### DIRECTIVE
Extract every line below, verbatim.
——————————
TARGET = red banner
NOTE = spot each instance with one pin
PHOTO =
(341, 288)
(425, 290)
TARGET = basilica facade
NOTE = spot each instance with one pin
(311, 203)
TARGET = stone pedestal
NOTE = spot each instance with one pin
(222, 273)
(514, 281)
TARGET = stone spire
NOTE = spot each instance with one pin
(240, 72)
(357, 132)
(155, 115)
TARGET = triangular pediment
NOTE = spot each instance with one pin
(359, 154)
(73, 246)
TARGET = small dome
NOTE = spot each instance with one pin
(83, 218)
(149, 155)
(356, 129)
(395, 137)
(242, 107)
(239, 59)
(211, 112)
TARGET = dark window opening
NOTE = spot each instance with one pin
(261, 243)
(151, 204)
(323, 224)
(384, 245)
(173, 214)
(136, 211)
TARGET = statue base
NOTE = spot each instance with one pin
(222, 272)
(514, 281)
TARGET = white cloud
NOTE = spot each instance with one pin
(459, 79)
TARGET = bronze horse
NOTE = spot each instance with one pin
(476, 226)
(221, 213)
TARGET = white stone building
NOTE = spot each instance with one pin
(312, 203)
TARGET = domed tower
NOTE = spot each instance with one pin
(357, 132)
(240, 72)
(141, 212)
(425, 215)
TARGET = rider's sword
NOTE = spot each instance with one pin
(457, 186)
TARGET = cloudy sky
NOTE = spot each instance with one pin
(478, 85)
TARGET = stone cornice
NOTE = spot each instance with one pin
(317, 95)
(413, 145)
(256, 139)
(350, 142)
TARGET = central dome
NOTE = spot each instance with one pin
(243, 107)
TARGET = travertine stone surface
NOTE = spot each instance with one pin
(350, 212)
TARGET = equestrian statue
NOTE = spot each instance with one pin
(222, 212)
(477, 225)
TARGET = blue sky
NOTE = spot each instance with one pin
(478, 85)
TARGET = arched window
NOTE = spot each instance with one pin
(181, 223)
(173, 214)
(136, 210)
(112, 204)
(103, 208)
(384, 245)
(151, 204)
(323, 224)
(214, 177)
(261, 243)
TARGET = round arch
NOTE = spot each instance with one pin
——————————
### EXERCISE RESULT
TARGET = red banner
NOTE = spot each instance with one pin
PHOTO =
(341, 288)
(425, 290)
TARGET = basilica facade
NOTE = spot each instance with one pin
(311, 203)
TARGET = stone pedestal
NOTE = spot each instance with one pin
(222, 273)
(514, 281)
TARGET = stone spire
NOTE = spot each instance with one pin
(240, 72)
(357, 132)
(155, 115)
TARGET = triangular pediment
NOTE = spot each instance with one pin
(359, 154)
(73, 246)
TARGET = small dome
NOTE = spot each instance with one pin
(83, 218)
(149, 155)
(356, 129)
(395, 137)
(242, 107)
(239, 59)
(211, 112)
TARGET = dark window opening
NOTE = spot each instance with one pin
(261, 243)
(151, 204)
(323, 224)
(384, 245)
(173, 214)
(136, 211)
TARGET = statue base
NOTE = spot each instance with one pin
(222, 272)
(514, 281)
TARGET = white cloud
NOTE = spot each instance with one pin
(459, 79)
TARGET = bronze horse
NOTE = spot each instance with one pin
(476, 226)
(221, 213)
TARGET = white stone building
NOTE = spot each instance with one pin
(312, 203)
TARGET = domed tower
NOTE = spot each instance with one pin
(357, 132)
(240, 72)
(141, 212)
(425, 215)
TARGET = rider's sword
NOTE = spot each instance with one pin
(457, 186)
TARGET = cloudy sky
NOTE = spot each instance with one pin
(478, 85)
TARGET = stone cornice
NOTE = spot each instance with one pin
(317, 95)
(413, 145)
(256, 139)
(350, 142)
TARGET = central dome
NOTE = spot each instance with one pin
(243, 107)
TARGET = travertine stone surface
NOTE = spot each instance with one pin
(350, 212)
TARGET = equestrian statue
NOTE = spot each instance with one pin
(222, 212)
(477, 225)
TARGET = blue sky
NOTE = spot each instance with one pin
(478, 85)
TARGET = arched window
NOTE = spot each instance with one pin
(181, 223)
(173, 214)
(136, 210)
(112, 204)
(103, 208)
(384, 245)
(151, 204)
(323, 224)
(214, 177)
(261, 243)
TARGET = round arch
NOTE = spot each instance with one pin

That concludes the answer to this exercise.